A word-for-word repeat of all the data is the goal.

[Saved entries]

——————————

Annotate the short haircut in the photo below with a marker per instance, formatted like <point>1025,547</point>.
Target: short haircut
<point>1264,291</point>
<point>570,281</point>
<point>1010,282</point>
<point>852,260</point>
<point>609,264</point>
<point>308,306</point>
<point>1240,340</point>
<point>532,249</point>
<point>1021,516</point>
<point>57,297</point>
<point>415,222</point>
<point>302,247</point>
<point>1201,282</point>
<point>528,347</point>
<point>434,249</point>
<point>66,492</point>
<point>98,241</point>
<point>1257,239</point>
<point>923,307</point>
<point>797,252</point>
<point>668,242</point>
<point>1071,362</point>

——————————

- _Answer section_:
Annotate the short haircut in the photo below with a marker per instance, formatted like <point>1025,547</point>.
Target: short haircut
<point>1264,291</point>
<point>570,281</point>
<point>1010,282</point>
<point>852,260</point>
<point>609,264</point>
<point>308,306</point>
<point>1240,340</point>
<point>532,249</point>
<point>1021,516</point>
<point>57,297</point>
<point>415,222</point>
<point>302,247</point>
<point>1201,282</point>
<point>528,347</point>
<point>434,249</point>
<point>66,492</point>
<point>98,241</point>
<point>1257,239</point>
<point>923,307</point>
<point>797,252</point>
<point>668,242</point>
<point>1071,362</point>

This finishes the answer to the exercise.